- [RECORD EXCERPTS]
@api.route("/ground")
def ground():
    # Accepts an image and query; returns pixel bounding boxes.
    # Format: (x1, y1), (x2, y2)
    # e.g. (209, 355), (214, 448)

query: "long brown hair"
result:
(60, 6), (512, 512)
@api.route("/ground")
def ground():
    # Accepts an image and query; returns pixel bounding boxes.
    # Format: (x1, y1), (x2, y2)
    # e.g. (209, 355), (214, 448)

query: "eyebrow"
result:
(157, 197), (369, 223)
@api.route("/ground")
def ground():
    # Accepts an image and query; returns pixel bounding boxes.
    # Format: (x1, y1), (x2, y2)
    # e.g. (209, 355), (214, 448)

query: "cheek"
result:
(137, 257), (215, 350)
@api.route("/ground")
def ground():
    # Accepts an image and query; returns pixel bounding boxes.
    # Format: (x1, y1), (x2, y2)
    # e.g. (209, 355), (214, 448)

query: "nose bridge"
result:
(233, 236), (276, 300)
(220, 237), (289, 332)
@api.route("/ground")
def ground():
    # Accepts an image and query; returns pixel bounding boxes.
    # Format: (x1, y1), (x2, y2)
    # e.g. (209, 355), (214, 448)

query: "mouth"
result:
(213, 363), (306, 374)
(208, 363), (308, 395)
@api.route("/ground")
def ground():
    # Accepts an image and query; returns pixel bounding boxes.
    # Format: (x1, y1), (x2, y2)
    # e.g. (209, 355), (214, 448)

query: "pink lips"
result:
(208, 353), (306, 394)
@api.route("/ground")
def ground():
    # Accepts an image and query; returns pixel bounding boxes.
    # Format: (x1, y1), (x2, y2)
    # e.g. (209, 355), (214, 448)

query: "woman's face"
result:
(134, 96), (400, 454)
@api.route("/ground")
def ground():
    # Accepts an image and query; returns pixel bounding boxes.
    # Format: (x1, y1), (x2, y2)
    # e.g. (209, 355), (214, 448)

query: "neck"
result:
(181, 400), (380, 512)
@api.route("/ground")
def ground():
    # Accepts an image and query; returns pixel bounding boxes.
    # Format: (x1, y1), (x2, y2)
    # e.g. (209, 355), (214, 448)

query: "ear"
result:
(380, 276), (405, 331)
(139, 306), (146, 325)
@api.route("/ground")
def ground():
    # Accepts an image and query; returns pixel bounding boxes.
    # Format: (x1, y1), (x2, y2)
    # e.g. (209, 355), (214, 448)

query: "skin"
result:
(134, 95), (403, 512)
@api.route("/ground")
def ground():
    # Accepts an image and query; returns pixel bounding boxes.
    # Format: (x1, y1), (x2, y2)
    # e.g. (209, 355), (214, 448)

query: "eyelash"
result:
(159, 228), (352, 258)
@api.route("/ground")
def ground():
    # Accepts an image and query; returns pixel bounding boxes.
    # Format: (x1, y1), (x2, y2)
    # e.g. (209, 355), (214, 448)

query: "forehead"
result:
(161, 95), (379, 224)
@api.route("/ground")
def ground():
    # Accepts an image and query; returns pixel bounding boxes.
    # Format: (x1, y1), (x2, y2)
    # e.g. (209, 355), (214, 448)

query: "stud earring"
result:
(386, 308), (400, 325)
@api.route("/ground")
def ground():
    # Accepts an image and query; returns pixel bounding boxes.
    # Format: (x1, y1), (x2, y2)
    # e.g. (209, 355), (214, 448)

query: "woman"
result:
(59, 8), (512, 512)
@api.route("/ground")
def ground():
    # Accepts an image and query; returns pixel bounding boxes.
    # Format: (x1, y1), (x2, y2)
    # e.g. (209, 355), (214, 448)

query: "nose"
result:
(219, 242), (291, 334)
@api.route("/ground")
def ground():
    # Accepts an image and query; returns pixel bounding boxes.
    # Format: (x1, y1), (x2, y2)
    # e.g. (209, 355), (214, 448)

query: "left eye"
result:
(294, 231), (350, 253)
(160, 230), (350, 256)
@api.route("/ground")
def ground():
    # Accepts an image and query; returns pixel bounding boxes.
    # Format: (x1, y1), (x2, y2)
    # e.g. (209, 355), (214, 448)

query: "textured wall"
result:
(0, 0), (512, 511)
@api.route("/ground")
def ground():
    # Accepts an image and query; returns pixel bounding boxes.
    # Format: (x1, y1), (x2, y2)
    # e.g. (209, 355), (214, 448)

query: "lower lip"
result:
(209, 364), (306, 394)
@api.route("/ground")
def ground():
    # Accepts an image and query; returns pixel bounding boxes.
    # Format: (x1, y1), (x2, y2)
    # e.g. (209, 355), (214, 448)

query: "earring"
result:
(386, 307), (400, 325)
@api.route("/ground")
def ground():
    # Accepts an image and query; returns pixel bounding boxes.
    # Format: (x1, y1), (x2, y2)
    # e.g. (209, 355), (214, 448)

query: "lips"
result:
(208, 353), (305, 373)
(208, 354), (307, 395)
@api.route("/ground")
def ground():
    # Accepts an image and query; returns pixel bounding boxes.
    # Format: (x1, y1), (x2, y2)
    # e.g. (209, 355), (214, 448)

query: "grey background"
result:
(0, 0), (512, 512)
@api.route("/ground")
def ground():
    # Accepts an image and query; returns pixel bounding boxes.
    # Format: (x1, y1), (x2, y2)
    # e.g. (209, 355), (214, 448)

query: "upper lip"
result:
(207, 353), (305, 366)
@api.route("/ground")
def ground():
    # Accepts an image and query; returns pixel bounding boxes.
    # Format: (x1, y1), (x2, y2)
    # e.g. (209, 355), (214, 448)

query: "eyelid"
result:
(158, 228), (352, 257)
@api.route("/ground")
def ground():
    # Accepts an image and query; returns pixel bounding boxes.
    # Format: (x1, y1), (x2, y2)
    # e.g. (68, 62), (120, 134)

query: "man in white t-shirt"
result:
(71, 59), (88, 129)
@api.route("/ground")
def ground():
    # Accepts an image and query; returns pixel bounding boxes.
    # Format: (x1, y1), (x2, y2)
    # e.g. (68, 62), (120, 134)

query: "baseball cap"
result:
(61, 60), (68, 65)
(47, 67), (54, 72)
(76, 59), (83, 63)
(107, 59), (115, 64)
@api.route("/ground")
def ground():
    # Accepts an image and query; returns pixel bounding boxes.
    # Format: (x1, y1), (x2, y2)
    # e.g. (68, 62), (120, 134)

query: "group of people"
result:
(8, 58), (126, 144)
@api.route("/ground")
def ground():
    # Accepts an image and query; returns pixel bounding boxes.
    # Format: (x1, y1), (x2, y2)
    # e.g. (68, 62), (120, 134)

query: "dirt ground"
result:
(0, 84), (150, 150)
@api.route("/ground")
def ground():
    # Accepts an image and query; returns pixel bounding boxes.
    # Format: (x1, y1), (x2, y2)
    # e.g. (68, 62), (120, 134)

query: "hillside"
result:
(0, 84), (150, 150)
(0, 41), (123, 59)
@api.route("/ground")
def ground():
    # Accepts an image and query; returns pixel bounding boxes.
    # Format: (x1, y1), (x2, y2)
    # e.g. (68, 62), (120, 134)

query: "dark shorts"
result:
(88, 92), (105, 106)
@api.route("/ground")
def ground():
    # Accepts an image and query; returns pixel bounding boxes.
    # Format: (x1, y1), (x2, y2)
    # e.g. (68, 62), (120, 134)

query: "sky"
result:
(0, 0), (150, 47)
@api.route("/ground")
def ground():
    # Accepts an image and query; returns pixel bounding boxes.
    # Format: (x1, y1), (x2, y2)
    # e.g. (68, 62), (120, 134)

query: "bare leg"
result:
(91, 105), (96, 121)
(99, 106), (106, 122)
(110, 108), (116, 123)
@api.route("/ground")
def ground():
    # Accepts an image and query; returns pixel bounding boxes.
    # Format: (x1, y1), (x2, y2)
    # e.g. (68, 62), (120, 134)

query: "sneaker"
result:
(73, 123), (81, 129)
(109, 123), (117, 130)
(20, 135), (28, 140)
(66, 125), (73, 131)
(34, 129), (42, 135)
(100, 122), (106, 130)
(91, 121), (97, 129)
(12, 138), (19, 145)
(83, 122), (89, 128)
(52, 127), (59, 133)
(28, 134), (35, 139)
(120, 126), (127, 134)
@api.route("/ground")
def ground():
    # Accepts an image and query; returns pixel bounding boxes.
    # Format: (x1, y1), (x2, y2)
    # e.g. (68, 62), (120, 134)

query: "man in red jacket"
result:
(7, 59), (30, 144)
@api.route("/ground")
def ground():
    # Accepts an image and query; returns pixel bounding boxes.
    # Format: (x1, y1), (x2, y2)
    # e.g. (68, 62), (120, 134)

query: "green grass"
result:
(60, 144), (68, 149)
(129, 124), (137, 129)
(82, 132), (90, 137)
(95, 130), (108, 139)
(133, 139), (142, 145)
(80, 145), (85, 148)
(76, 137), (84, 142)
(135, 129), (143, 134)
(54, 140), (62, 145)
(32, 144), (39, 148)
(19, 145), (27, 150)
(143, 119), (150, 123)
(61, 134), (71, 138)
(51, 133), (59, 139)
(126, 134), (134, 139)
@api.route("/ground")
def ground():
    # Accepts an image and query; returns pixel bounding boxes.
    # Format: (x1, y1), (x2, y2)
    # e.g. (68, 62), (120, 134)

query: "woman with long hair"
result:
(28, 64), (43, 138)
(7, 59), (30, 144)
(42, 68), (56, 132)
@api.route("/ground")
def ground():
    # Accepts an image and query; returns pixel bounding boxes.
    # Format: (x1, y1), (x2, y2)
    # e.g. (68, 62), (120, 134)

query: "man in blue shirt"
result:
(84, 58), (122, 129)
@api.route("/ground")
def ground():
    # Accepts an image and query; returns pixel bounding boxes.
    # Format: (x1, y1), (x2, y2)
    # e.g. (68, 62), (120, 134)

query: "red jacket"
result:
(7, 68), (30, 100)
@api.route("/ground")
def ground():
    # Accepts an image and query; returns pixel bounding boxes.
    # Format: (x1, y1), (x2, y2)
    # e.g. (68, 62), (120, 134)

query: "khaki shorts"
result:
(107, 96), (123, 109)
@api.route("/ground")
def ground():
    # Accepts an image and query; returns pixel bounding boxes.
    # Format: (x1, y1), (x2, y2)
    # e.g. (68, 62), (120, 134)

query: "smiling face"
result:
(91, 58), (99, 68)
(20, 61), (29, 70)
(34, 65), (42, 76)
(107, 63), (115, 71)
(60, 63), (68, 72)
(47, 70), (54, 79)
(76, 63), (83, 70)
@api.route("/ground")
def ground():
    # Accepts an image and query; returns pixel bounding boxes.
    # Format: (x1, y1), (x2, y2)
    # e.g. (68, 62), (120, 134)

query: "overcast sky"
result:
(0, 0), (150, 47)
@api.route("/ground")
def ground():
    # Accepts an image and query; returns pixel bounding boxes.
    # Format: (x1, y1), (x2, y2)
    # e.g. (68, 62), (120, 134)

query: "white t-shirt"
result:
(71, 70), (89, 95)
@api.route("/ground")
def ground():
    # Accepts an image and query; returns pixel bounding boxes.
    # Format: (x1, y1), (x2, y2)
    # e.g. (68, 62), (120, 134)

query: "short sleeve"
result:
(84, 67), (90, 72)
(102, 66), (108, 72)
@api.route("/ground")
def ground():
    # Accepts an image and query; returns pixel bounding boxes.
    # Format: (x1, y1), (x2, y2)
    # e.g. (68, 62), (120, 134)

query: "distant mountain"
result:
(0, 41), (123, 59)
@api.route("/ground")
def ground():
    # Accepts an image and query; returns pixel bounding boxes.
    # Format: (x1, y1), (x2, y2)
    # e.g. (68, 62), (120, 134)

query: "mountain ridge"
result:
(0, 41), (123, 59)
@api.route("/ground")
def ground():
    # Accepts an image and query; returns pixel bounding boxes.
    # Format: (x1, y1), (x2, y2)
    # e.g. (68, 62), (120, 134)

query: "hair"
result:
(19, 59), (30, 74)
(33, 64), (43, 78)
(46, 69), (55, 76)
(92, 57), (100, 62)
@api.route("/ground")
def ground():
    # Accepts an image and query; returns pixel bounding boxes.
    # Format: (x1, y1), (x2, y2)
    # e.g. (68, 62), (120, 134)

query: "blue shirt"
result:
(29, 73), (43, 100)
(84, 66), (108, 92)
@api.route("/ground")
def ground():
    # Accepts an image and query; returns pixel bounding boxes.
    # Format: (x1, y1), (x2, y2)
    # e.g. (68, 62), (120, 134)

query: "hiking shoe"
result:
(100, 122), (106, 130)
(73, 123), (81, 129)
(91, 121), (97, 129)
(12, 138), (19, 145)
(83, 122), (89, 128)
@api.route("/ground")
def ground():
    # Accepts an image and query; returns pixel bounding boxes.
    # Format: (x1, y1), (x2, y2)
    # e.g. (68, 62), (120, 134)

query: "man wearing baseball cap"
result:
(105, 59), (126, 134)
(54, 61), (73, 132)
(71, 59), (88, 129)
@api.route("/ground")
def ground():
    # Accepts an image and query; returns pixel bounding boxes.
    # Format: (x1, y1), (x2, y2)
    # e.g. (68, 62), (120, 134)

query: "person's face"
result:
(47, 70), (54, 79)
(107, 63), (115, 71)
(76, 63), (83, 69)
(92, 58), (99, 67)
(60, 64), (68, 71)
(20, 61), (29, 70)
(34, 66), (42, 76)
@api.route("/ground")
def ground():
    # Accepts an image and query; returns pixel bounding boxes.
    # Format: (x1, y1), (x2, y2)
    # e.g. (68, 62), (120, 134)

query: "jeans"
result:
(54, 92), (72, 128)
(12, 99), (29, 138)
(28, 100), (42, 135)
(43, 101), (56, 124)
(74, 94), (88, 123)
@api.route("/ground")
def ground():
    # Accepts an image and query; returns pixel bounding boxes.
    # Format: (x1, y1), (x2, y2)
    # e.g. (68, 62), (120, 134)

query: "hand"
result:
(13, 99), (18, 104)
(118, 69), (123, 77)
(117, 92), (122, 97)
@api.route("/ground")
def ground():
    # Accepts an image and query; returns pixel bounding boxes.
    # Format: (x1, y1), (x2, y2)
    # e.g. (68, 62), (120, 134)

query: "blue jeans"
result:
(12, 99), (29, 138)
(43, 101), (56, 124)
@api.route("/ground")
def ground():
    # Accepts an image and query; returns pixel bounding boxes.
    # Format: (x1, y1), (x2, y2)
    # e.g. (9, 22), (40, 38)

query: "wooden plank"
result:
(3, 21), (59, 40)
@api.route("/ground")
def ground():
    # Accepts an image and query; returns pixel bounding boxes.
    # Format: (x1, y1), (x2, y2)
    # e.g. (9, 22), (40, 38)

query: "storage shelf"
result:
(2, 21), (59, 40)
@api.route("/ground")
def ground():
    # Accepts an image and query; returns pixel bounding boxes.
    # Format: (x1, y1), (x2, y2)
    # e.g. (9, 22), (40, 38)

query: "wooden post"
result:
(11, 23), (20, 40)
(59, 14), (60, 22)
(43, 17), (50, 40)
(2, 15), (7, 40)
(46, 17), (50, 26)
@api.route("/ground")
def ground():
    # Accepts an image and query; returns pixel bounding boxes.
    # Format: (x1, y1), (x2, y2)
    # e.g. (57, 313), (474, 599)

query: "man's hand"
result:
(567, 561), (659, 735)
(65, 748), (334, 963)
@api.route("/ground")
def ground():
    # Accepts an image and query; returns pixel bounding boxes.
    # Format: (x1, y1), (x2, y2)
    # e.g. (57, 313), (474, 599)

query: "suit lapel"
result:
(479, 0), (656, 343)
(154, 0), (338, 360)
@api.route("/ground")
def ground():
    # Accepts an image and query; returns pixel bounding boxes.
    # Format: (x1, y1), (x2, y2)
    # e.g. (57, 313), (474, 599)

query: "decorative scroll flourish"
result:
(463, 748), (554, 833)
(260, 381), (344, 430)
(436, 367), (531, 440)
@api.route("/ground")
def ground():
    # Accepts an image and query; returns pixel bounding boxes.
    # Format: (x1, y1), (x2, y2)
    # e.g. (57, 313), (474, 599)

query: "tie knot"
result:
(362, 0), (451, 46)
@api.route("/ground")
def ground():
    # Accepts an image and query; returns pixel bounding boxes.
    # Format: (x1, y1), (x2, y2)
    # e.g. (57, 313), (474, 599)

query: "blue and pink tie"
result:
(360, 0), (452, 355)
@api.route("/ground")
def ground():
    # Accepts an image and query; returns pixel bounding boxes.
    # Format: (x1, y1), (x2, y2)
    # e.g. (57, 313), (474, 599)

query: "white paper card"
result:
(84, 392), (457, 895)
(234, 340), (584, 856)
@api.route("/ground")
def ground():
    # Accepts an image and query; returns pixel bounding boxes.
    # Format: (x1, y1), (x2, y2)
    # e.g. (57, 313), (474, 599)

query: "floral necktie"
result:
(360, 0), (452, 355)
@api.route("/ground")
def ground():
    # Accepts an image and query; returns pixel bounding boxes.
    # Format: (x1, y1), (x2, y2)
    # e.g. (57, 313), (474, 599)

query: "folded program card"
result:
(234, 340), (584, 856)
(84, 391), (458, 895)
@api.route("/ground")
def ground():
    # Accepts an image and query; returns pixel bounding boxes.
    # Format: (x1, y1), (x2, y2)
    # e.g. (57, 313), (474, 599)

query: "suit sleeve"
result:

- [AIM OF THE TASK]
Write out the entries word for word, from the first line through the line that contains "(157, 197), (369, 223)", including that line.

- [WORKED SOLUTION]
@api.route("/ground")
def ground():
    # Accepts an image and query; returns pixel bounding boxes.
    # Format: (x1, y1), (x2, y2)
    # e.g. (209, 355), (214, 448)

query: "long brown hair"
result:
(60, 6), (512, 512)
@api.route("/ground")
def ground():
    # Accepts an image and query; returns pixel bounding boxes.
    # Format: (x1, y1), (x2, y2)
    # e.g. (209, 355), (214, 448)

query: "eyebrow"
result:
(157, 197), (369, 223)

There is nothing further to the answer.